### Short task
Rewrite the stretch of entries from the start through the line containing "[134,213,189,267]", putting "search term" wherever "query" appears and leaving everything else unchanged. Leave the pictures out of your answer.

### Dataset rows
━━━━━━━━━━━━━━━━━━━━━━━━━━━━━━

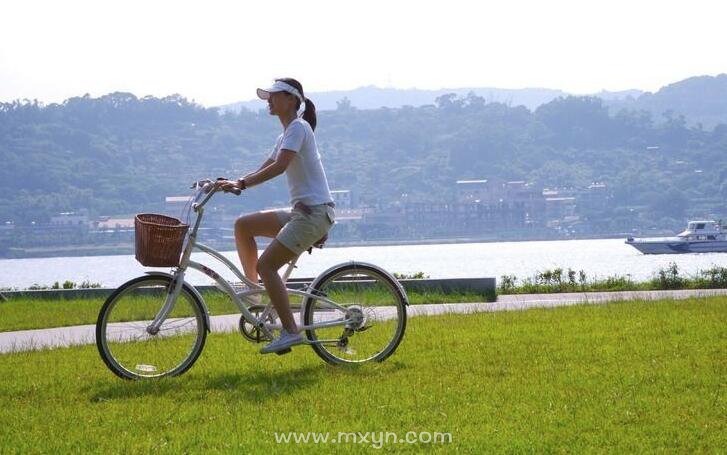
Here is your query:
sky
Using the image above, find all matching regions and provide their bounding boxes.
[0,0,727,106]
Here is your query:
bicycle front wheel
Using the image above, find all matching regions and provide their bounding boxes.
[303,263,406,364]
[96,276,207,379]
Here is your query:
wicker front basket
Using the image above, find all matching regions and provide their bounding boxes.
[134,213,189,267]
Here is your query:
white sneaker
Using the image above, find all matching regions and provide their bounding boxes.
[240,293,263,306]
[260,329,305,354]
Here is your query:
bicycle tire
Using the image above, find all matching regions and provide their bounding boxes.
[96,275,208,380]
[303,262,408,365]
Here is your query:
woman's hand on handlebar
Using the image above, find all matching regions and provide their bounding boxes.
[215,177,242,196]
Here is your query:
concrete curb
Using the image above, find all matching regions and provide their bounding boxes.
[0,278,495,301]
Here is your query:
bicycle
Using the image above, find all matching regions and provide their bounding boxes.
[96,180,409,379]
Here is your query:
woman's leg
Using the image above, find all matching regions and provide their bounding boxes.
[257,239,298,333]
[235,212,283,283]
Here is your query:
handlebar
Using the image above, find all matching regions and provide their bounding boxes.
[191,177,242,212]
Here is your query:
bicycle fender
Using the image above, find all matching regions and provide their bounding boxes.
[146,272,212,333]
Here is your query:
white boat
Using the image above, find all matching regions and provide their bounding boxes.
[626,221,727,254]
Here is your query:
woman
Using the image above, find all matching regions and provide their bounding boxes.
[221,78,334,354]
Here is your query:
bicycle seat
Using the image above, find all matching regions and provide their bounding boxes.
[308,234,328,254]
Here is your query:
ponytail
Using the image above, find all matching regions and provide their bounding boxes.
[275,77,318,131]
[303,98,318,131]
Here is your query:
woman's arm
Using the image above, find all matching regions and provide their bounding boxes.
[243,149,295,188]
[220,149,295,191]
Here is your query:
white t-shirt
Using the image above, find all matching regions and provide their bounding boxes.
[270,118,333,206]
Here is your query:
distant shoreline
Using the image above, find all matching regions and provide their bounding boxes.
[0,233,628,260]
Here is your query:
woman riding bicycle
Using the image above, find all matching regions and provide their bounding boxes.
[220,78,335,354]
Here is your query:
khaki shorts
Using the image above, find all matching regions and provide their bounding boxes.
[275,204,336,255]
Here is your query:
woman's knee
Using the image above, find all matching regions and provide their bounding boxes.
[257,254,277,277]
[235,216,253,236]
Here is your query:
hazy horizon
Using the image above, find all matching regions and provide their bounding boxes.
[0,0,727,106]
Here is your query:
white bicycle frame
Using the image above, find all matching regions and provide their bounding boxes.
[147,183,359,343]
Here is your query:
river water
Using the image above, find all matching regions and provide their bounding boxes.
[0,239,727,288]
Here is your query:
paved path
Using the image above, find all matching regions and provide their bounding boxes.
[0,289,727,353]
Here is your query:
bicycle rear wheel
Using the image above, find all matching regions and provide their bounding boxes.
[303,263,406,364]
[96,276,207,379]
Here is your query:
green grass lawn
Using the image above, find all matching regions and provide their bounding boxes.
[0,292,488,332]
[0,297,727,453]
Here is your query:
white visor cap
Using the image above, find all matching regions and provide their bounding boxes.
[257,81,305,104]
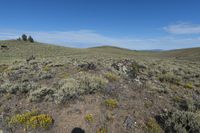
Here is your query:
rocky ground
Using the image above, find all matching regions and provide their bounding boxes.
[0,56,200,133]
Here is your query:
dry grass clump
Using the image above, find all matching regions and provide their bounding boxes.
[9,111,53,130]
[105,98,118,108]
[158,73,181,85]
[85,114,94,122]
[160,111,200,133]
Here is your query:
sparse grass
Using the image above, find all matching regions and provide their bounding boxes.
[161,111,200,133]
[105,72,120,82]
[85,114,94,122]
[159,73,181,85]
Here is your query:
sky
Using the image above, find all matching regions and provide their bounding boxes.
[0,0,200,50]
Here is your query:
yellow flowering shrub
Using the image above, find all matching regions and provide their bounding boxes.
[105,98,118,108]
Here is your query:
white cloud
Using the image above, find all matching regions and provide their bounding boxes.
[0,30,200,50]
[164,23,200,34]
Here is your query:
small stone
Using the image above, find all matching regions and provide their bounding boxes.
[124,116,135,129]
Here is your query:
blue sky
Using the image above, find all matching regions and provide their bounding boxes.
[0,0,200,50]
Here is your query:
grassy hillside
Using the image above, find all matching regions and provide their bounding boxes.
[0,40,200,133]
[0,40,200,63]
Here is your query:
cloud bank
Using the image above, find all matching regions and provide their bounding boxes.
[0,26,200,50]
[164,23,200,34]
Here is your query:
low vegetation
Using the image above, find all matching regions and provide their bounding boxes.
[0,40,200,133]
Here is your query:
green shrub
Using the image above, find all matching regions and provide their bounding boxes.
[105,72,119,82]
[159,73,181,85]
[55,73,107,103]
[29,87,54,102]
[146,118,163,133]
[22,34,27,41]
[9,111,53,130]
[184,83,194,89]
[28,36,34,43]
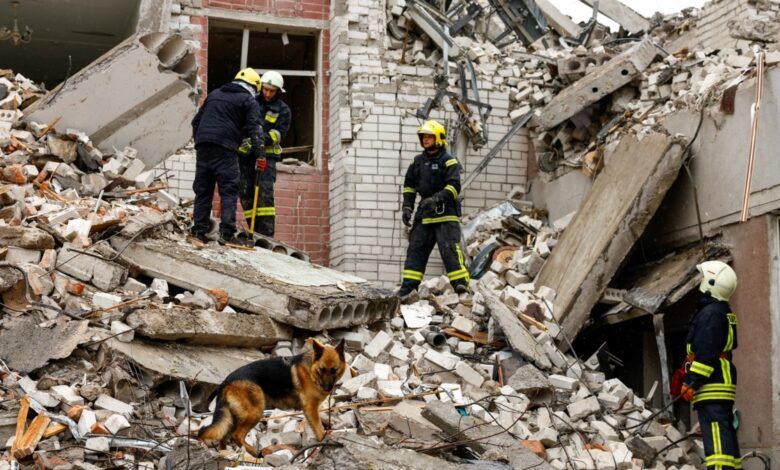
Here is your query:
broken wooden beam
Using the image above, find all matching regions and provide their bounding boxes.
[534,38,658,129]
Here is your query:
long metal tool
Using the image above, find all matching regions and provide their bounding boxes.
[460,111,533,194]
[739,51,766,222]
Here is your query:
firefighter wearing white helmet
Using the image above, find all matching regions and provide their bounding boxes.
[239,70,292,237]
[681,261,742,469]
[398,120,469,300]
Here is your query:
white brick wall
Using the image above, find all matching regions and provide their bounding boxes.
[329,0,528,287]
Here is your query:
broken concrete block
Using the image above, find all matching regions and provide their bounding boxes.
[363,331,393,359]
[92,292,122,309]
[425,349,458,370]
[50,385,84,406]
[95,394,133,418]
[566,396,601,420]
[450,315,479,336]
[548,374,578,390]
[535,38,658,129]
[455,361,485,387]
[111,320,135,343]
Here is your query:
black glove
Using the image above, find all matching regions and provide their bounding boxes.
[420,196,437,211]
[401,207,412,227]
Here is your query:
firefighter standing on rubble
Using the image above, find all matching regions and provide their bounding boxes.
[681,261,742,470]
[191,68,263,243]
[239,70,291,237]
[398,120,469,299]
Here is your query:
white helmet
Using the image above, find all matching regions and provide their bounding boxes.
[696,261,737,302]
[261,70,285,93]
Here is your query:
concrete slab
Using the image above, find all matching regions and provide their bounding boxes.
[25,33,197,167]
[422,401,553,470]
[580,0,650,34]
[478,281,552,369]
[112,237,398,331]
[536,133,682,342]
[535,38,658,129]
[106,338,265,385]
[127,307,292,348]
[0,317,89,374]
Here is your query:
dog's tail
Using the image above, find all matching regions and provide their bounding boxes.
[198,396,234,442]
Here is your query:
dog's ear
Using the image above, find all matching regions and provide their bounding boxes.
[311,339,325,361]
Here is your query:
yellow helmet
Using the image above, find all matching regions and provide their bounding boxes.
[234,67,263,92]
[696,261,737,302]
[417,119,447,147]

━━━━━━━━━━━━━━━━━━━━━━━━━━━━━━

### Task result
Here is your search term:
sky
Using the image above, find all matching regions and provide their bounding boxes.
[0,0,727,106]
Here is your search term:
bicycle front wheel
Using the image above, find all matching regions and provide their bounding boxes.
[303,263,406,364]
[96,276,207,379]
Here is your search term:
wicker front basket
Using the image above, find all matching regions and provide their bounding boxes.
[134,213,189,267]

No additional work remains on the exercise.